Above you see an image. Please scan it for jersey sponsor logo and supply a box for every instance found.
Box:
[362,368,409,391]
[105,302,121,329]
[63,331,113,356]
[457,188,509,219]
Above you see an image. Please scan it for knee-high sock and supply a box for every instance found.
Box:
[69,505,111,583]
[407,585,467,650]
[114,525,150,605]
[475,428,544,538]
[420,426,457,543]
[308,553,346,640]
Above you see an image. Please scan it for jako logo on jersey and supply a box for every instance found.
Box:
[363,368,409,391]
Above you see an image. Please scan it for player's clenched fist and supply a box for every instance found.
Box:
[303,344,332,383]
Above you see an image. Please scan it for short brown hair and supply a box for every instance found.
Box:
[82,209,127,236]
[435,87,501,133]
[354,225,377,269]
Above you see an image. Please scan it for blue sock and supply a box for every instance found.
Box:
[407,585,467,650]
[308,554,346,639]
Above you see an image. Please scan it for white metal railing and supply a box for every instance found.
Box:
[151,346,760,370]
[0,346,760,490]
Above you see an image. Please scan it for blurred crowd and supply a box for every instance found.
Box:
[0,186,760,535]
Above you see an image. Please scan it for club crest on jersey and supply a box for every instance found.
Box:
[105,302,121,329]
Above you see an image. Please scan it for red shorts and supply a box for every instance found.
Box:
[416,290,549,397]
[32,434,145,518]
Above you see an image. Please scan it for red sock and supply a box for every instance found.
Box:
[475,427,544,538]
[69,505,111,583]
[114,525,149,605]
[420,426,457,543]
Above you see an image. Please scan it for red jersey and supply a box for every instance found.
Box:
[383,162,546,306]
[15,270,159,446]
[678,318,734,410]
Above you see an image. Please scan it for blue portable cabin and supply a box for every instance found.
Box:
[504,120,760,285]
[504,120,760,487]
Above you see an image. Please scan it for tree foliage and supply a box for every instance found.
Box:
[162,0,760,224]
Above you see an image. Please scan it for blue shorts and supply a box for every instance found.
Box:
= = =
- **GOAL OF THE EXERCISE**:
Format all of the records above as a JSON list of strings, with one string for each line and blank lines omitted.

- **SOLVED EXERCISE**:
[
  "Above you see an image. Please scan it for jersey sponsor logo and supply a box for every instance found.",
  "Box:",
  "[362,368,409,391]",
  "[105,302,121,329]",
  "[63,331,113,356]",
  "[457,188,509,219]",
  "Above you see an image. Please scan it for knee-high sock and supply a box for every instance found.",
  "Box:",
  "[69,505,111,583]",
  "[407,585,467,650]",
  "[114,525,150,605]",
  "[475,428,544,538]",
  "[420,426,457,543]",
  "[308,553,346,640]",
  "Above you see an image. Please scan it for jako logo on jersey and supply a box for every instance found.",
  "Box:",
  "[363,368,409,391]",
  "Above you see an image. Please scan it for player's clenched fist and supply a box for every instance found.",
  "Box:",
  "[303,344,332,383]",
  "Above you see an image. Please scan it for short brown hair and supply a box for every instance found.",
  "Box:",
  "[82,209,127,236]",
  "[435,87,501,133]",
  "[354,225,377,269]",
  "Above you see an image. Please scan it for blue sock and supply a box for every instance found.",
  "Box:",
  "[407,585,467,650]",
  "[308,554,346,639]",
  "Above you see an image. Please scan it for white metal railing and supply a box for every instance found.",
  "Box:",
  "[151,346,760,370]",
  "[0,346,760,490]",
  "Above you see an image. Please scan it for blurred crowd and supply a box for every instance found.",
  "Box:",
  "[0,186,760,535]",
  "Above you see an image. Please scan it for club crest on jersey and supply a box for every instance found.",
  "Box:",
  "[105,302,121,329]",
  "Above you see an image. Please scan it for red shorts and supply a box for every instance found.",
  "Box:",
  "[416,290,549,397]",
  "[32,434,145,518]",
  "Above you see an image. Please scan it for red sock and supply a box for every instance found.",
  "Box:",
  "[475,427,544,538]",
  "[69,505,111,583]",
  "[114,525,149,605]",
  "[420,426,457,543]",
  "Above you see an image. Please scan it for red jersey and supply a box for every instance found.",
  "Box:",
  "[383,162,546,306]",
  "[15,270,159,446]",
  "[678,318,734,410]",
  "Above you see an image. Please scan it for blue portable cabin and supply a box for every instance found.",
  "Box:",
  "[504,120,760,285]",
  "[504,120,760,487]",
  "Above you see an image. Please scan it for tree foliage and supply a box for every instance found.",
  "Box:",
  "[162,0,760,224]",
  "Above you see an image. Please scan it for blue shorts and supply a box for every instance found.",
  "Box:"
]